** start Records for this exercise **

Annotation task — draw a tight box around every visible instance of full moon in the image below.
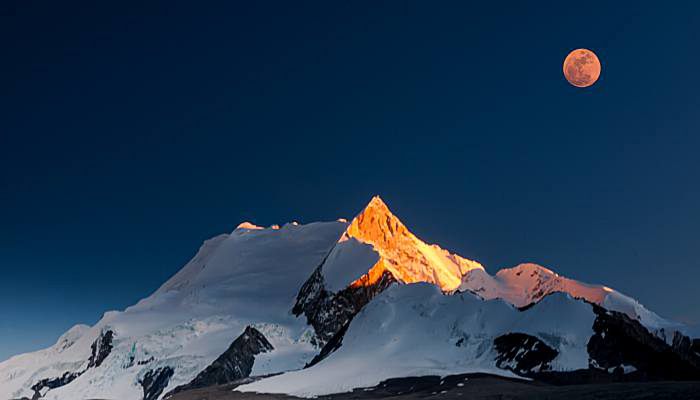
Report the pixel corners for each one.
[564,49,600,87]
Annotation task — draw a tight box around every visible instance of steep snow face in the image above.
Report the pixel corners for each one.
[324,196,483,291]
[237,284,595,397]
[0,222,348,400]
[458,264,682,334]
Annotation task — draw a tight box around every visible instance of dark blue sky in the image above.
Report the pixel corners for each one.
[0,1,700,359]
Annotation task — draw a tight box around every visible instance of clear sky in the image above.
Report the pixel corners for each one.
[0,1,700,359]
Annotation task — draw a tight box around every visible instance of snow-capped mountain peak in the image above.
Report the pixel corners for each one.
[341,196,484,291]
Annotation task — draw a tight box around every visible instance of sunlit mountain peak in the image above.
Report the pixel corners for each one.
[343,196,483,291]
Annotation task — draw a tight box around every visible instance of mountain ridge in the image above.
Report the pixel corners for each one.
[0,196,697,400]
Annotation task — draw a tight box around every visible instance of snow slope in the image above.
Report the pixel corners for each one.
[458,264,684,343]
[237,283,595,397]
[0,197,681,400]
[0,222,347,400]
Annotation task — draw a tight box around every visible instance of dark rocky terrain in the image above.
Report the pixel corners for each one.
[170,374,700,400]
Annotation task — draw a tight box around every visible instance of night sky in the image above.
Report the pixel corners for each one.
[0,1,700,359]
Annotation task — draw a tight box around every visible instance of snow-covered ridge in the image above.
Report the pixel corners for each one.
[0,197,678,400]
[236,283,595,397]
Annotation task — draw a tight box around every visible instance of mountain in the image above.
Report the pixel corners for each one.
[0,197,700,400]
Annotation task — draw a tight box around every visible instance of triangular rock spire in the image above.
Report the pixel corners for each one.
[344,196,483,291]
[347,196,413,247]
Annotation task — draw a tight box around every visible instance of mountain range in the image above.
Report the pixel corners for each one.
[0,197,700,400]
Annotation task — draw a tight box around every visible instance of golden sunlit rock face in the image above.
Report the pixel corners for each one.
[341,196,484,291]
[564,49,600,88]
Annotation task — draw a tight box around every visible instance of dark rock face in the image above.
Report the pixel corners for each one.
[588,305,700,380]
[88,330,114,368]
[32,372,82,399]
[27,330,114,400]
[168,326,273,396]
[304,320,351,368]
[139,367,175,400]
[292,260,396,346]
[493,333,559,375]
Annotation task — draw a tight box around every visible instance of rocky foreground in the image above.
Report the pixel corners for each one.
[170,374,700,400]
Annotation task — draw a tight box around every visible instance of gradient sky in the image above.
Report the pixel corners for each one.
[0,1,700,359]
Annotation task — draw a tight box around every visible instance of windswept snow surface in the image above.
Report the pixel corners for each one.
[458,263,684,343]
[0,197,684,400]
[0,222,347,400]
[237,283,595,397]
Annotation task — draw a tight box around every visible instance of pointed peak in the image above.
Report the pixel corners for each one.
[367,195,389,209]
[358,195,396,218]
[347,196,410,245]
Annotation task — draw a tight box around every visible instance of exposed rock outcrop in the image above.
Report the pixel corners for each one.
[88,330,114,368]
[292,265,396,346]
[32,372,82,400]
[493,333,559,375]
[168,326,273,396]
[139,367,175,400]
[588,305,700,380]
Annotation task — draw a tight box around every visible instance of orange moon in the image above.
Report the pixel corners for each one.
[564,49,600,87]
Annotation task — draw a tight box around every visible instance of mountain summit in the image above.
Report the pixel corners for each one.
[0,196,700,400]
[344,196,484,291]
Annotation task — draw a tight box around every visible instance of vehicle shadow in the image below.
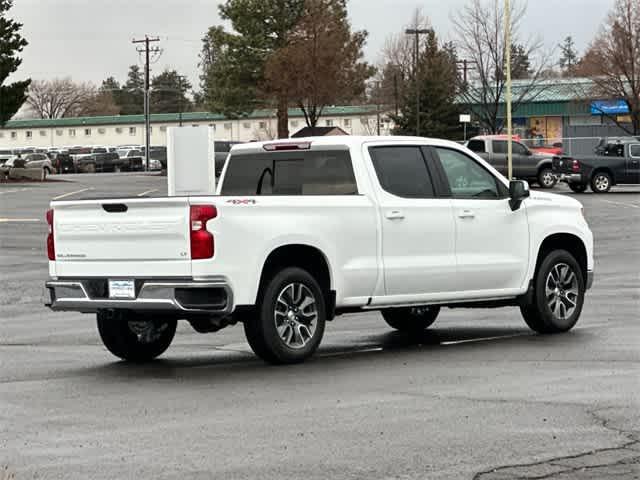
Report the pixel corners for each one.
[74,327,589,385]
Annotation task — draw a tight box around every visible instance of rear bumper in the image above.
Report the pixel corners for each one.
[45,278,233,316]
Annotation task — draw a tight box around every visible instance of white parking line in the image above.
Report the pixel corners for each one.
[0,218,41,223]
[602,198,640,208]
[53,187,93,200]
[0,188,31,195]
[440,333,531,345]
[138,188,158,197]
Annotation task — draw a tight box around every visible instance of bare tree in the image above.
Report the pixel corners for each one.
[264,0,375,127]
[371,8,431,110]
[577,0,640,135]
[452,0,550,133]
[27,78,96,118]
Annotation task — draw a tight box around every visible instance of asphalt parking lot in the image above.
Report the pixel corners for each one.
[0,174,640,480]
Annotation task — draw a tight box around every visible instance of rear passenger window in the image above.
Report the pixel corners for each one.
[492,140,507,155]
[220,150,358,196]
[369,146,434,198]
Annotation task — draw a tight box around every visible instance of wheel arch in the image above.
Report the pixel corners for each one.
[256,243,335,320]
[534,233,588,282]
[589,166,616,185]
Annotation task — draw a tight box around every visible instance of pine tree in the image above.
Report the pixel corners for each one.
[0,0,31,127]
[559,35,580,76]
[392,30,462,139]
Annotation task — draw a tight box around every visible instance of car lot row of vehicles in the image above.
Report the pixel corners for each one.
[0,145,167,177]
[465,135,640,193]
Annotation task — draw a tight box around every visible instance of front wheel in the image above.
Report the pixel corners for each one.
[381,307,440,333]
[244,267,326,364]
[569,183,587,193]
[538,168,558,188]
[520,250,585,333]
[97,310,178,362]
[591,172,612,193]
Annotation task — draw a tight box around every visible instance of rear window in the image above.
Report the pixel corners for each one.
[467,140,486,153]
[220,150,358,196]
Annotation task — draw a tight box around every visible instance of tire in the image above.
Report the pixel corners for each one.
[520,250,585,333]
[244,267,326,364]
[538,167,558,188]
[569,183,587,193]
[591,172,612,193]
[97,310,178,362]
[381,307,440,333]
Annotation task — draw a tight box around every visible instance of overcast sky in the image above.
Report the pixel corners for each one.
[9,0,614,86]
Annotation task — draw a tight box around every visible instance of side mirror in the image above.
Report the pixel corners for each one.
[509,180,531,212]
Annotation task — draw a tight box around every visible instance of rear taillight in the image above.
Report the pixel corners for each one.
[46,209,56,260]
[190,205,218,260]
[571,159,580,173]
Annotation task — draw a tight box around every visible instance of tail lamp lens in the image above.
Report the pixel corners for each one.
[46,209,56,260]
[571,160,580,172]
[190,205,218,260]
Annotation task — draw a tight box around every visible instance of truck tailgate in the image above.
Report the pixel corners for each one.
[52,198,191,277]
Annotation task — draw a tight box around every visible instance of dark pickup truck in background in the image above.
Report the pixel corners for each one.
[465,135,558,188]
[553,137,640,193]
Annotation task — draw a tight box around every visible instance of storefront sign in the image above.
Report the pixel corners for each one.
[591,100,629,115]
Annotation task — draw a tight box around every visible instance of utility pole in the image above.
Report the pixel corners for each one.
[404,26,429,137]
[504,0,513,180]
[131,35,160,170]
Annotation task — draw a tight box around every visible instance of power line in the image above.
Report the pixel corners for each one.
[131,35,162,170]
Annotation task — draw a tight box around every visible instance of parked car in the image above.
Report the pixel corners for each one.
[553,137,640,193]
[466,135,558,188]
[47,150,77,173]
[214,141,241,177]
[76,151,144,173]
[0,150,14,165]
[22,153,56,177]
[140,145,167,170]
[46,136,594,363]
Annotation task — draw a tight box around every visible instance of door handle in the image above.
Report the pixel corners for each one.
[385,210,404,220]
[458,210,476,218]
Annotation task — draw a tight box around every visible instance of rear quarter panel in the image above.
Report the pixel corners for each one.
[191,195,378,306]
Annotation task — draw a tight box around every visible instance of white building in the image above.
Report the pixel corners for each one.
[0,106,392,149]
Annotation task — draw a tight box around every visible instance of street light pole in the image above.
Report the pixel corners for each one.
[404,28,429,137]
[504,0,513,180]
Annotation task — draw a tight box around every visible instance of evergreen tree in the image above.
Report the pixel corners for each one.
[0,0,31,127]
[559,35,580,76]
[392,29,462,139]
[150,69,191,113]
[201,0,305,138]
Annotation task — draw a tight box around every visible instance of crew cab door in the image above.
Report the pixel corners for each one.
[627,143,640,183]
[368,145,456,296]
[431,147,529,292]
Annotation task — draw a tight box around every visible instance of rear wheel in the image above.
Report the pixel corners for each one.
[538,168,558,188]
[244,267,326,364]
[569,183,587,193]
[381,307,440,333]
[591,172,612,193]
[97,310,177,362]
[520,250,585,333]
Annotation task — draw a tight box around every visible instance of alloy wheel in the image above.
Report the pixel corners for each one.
[545,263,579,320]
[274,282,318,349]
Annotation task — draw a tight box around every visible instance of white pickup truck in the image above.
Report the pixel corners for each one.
[46,137,594,363]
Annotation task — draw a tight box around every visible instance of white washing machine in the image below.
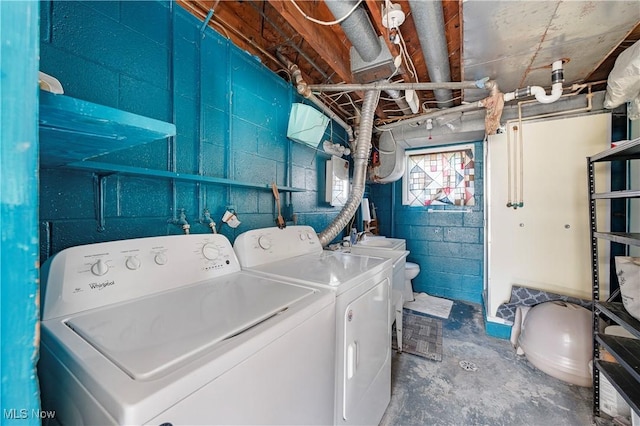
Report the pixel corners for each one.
[234,226,392,425]
[38,234,335,425]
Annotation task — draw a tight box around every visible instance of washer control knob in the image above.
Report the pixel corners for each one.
[124,256,140,271]
[202,243,220,260]
[153,253,169,265]
[91,259,109,277]
[258,235,271,250]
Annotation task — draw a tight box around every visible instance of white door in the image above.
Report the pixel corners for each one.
[342,279,391,422]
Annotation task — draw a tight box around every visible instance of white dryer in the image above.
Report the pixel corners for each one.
[234,226,392,425]
[38,234,335,425]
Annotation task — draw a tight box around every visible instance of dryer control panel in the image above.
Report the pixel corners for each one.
[233,225,322,268]
[41,234,240,320]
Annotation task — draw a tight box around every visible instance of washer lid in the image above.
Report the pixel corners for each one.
[67,272,314,380]
[250,250,387,288]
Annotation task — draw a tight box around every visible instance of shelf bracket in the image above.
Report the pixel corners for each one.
[93,173,108,232]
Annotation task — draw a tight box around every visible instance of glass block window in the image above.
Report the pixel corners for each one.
[402,145,475,206]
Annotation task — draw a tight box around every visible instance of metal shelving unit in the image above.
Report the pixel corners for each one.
[39,90,306,192]
[587,138,640,416]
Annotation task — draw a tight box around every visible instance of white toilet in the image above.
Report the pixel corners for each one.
[402,262,420,302]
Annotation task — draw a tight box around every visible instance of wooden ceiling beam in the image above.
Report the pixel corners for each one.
[268,0,351,81]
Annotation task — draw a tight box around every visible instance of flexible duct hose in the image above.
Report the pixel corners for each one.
[318,90,380,247]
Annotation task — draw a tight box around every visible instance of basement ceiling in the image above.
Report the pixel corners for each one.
[178,0,640,131]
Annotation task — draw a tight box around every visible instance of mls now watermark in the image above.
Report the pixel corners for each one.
[2,408,56,420]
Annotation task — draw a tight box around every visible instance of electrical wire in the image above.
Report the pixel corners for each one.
[396,28,420,83]
[291,0,364,26]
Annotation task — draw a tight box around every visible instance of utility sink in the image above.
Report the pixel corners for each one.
[354,237,406,250]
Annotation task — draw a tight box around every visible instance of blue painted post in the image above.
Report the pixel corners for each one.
[0,0,40,425]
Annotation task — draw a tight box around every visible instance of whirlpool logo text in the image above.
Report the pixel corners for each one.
[89,280,116,290]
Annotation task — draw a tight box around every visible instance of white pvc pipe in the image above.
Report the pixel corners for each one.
[504,60,564,104]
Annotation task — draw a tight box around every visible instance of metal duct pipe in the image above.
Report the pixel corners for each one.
[318,90,380,247]
[376,101,483,130]
[324,0,381,62]
[385,89,413,115]
[409,0,453,108]
[307,79,495,92]
[276,51,353,142]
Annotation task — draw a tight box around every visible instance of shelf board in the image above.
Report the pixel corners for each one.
[596,302,640,339]
[596,360,640,413]
[66,161,306,192]
[589,138,640,162]
[39,90,176,167]
[596,334,640,382]
[591,189,640,199]
[593,232,640,246]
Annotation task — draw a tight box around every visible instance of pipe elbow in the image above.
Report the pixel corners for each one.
[531,83,562,104]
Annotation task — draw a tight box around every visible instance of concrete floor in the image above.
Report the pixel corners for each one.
[380,302,593,426]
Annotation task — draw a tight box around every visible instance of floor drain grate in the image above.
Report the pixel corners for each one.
[459,361,478,371]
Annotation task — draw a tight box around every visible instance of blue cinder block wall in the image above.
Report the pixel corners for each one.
[40,1,346,261]
[368,142,484,303]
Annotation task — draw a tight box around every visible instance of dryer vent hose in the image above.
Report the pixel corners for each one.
[318,90,380,247]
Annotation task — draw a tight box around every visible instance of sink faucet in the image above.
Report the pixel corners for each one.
[357,231,373,241]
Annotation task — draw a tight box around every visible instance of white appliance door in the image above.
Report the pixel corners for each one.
[342,280,391,422]
[67,273,314,380]
[251,250,386,288]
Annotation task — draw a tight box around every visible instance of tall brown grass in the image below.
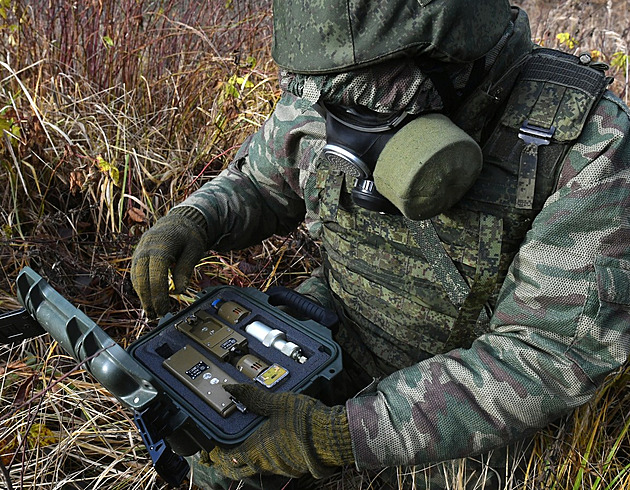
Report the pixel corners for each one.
[0,0,630,489]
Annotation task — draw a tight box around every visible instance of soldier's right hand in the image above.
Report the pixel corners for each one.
[131,207,208,318]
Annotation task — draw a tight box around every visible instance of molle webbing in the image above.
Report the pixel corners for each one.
[318,49,608,368]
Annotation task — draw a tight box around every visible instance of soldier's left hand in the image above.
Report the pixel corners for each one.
[210,384,354,480]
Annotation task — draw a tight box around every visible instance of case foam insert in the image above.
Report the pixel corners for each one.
[131,287,332,445]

** end Records for this exercise **

Request
Can you retype everything in the material from the line containing "summit in the image above." down to the line containing "[45,278,233,316]", both lines included, leaving the pictures out?

Answer for this exercise
Annotation task — draw a tight box around every visible instance of mountain summit in the image above.
Report the pixel corners for each one.
[0,196,700,400]
[344,196,484,291]
Annotation task — draw a tight box around every visible instance of vehicle shadow in the image below.
Report the pixel corners for each one.
[74,327,589,385]
Annotation task — draw a tight box around every visible instance of rear bumper in the image above.
Report the pixel corners for each one.
[45,278,233,316]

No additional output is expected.